- Texte à lire

Lorsque eux (le gouvernement) partiront, nous récupérerons tout ce qu’ils ont traîtreusement cédé. Il y a 105 ans l’Azerbaïdjan n’existait pas, alors comment se fait-il que Chournoukh, Martakert, Chouchi, Mataguis puissent être azerbaïdjanais. Pour quel montant il (Pachinyan – note du réd.) les a-t-il vendus – on ne le sait pas encore? A t-il vendu Chouchi en particulier et pour combien? Personnelement je ne vois pas de différences entre les partis – il y a le pays qui se trouve dans des situations extrêmes et nous avons le devoir de nous unir. En 1921-1922, nos terres ont été cédées à la suite de quoi, Mravyan qui avait signé ce document, s’est ensuite suicidé. Nous sommes prêts à défendre notre terre. On a donné au moine (Arthur Aïvazyan) une arme mais l’ordre de tirer n’a pas été donné. Il a tiré et on l’a arrêté. Pourquoi nous ne devons pas tirer quand l’ennemi nous envahit? En ce moment les nôtres marchent le front bas – nous devons tout faire pour que tous relèvent la tête. Nous rétablirons tout! Mon exigence – créer deux corps d’armée puissants, composés de volontaires. Nous devons protéger les aires du Tavoush, de Berdzor (Latchin), Karvatchar (Kelbadjar). A la suite de cela, l’Etat pourra garantir une armée digne de ce nom.
Arméniens, où que vous soyez de par le monde, vous devez créer vos régiments. Qu’ils s’adonnent à des exercices militaires. Imaginez ce qui se passera si chacun des régiments sera armé des dernières techniques du pays où vous êtes. Je n’accepterai jamais de serrer la main d’un azéri ou d’un turc. Si nous signons aujourd’hui un traité, nous perdrons tout.
Quand on a arrêté la guerre, dans différents endroits du Syounik il y avait des voitures «Spyke» avec les cadavres de nos soldats. Ce n’est pas 3000 victimes comme le dit Pachinyan mais plus de 7 000. Pour preuve – cette évidence: partez! Nous nous chargerons nous-même du sort de notre terre!
ENVOYEZ-NOUS DE L’EQUIPEMENT.
En peu de temps les volontaires des milices populaires se sont regroupés. Ont été crées 7 grosses unités, 32 régiments de petites organisations nous ont rejoint pour nous aider moralement et financièrement.

Extraits de jeux de données sur le pointage d'objets
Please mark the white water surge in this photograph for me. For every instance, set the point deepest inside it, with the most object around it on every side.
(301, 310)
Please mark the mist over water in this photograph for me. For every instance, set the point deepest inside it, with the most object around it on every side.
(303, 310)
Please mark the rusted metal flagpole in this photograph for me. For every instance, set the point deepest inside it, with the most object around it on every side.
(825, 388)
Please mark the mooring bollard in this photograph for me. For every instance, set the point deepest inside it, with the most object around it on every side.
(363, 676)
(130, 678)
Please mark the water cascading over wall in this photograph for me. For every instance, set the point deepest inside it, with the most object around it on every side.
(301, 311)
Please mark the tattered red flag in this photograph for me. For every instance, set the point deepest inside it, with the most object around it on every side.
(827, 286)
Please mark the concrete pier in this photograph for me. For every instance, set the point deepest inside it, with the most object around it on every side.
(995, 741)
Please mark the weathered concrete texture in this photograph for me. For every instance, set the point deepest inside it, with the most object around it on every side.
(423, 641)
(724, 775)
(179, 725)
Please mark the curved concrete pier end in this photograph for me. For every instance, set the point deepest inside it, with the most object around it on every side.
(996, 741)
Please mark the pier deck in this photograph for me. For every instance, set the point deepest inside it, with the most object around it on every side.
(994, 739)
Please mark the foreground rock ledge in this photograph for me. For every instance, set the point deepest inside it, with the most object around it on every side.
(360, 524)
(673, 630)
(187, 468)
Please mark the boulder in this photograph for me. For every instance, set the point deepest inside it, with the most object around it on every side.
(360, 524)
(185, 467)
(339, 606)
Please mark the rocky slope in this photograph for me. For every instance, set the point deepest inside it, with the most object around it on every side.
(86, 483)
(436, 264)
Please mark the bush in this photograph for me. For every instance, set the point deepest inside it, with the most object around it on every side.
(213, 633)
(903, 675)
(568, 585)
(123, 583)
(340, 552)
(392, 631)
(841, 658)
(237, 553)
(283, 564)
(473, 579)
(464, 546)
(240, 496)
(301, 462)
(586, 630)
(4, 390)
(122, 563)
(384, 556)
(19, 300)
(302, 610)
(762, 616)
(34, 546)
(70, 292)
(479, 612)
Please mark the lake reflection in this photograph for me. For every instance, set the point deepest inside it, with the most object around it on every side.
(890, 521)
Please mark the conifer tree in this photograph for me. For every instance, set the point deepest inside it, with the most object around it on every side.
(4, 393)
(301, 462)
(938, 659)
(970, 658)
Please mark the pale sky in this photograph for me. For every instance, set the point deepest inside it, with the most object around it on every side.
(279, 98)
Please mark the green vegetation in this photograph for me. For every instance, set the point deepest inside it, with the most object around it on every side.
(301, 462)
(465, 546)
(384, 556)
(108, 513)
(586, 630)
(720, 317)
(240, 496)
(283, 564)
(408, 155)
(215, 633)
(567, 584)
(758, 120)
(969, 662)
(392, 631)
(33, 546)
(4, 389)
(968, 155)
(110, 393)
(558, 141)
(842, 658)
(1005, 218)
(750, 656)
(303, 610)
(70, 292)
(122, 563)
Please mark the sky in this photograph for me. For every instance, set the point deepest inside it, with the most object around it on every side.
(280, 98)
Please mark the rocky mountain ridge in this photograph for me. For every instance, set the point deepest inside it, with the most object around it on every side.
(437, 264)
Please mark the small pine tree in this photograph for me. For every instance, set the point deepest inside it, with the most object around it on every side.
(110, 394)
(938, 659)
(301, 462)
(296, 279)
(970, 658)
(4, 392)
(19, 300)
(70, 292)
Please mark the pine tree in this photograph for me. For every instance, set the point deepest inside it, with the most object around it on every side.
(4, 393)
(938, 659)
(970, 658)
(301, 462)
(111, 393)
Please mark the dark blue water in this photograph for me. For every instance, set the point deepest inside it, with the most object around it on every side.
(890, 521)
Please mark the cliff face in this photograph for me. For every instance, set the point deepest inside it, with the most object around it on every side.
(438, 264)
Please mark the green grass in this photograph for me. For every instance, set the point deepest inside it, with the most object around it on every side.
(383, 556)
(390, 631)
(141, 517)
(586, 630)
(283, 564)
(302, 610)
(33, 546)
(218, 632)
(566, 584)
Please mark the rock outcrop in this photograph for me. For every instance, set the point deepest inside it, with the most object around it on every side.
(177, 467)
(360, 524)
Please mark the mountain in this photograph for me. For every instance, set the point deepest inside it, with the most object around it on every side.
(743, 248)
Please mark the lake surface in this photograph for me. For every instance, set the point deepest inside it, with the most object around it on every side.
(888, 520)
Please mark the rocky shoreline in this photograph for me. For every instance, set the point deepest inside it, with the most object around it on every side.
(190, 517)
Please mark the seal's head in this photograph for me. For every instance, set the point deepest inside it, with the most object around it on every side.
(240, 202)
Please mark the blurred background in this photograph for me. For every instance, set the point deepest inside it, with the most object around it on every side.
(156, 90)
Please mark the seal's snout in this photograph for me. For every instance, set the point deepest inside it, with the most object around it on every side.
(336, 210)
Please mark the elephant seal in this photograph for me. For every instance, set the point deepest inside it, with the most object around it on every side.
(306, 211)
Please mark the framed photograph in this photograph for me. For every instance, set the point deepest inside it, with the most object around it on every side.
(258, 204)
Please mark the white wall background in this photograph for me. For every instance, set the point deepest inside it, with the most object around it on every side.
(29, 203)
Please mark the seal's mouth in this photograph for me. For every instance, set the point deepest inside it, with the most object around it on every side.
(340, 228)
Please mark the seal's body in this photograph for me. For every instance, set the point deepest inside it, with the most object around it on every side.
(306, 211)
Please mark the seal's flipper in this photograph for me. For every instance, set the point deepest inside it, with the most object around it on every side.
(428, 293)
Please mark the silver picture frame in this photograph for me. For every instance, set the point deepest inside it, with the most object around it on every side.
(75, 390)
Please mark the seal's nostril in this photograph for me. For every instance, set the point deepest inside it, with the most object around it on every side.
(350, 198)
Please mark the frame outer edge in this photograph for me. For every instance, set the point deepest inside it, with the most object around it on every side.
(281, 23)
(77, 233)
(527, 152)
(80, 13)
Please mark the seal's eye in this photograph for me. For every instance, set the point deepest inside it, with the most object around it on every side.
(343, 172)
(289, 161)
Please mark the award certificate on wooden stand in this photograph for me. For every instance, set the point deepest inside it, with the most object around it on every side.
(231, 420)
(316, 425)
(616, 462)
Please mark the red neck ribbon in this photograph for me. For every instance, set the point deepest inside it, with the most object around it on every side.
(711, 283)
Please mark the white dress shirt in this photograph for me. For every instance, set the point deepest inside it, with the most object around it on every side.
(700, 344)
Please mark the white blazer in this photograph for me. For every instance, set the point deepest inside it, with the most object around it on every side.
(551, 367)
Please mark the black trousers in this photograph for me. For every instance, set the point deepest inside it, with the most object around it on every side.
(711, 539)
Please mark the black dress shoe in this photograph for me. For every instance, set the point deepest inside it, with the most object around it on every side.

- Consignes
A) Dans le texte, réécrivez sous forme de liste le paragraphe qui commence par « En peu de temps les volontaires », sans perdre ses faits principaux.
B) D'après le texte, combien de victimes y a-t-il eu, au lieu des 3 000 annoncées par Pachinyan ?
C) Écrivez la suite du texte sur les terres arméniennes cédées, en reprenant juste après sa dernière phrase.
Ces données sont un matériau à part et n'ont pas de lien avec le texte.

- Réponses
A)
- Les volontaires des milices populaires se sont regroupés en peu de temps.
- Sept grosses unités ont été créées.
- 32 régiments de petites organisations les ont rejoints pour les aider moralement et financièrement.

B) Plus de 7 000.

C)
Je ne demande pas d’argent, achetez de l’équipement et envoyez-le nous
Nos concitoyens de Russie ont envoyé des tenues de camouflage, des caméras thermiques, des tentes. Les caméras thermiques viennent des arméniens de Sotchi et d’Adler. Nous ont également aidés les arméniens amshens – je les aime beaucoup. Il y a trois ans ils sont venus: je leur ai fait visiter l’Artsakh et quand la guerre a commencé, ils nous ont aidés. Pour certaines raisons, je ne peux montrer mes combattants, démontrer leur force. A la prochaine incursion sur notre terre, ne serait-ce que d’un mètre, nous irons même sans armes comme en 1991 où, avec de simples fusils de chasse, nous allions au combat. A vrai dire, merci au leader azéri Eltchibey – quel homme «bon» qui nous abandonnait des trophés sous forme d’armement et de nourriture.
Les turcs disent que je suis mort. Vous n’aurez pas cette opportunité! Vous ne connaissez pas nos lions, combien sont-ils, ils vous déchireront en un clin d’oeil. Si on ne nous arme pas, nous adopterons une tactique qui a fait ses preuves. Pour l’instant on nous isole artificiellement pour nous dominer mais nos classiques disaient que notre force réside dans notre unité. Comme le disait Njdé, la force engendre le droit. Ainsi donc nous récupérerons nos terres!» – de cela le colonel Aram Torghomyan – le légendaire commandant ARAMO – en est persuadé.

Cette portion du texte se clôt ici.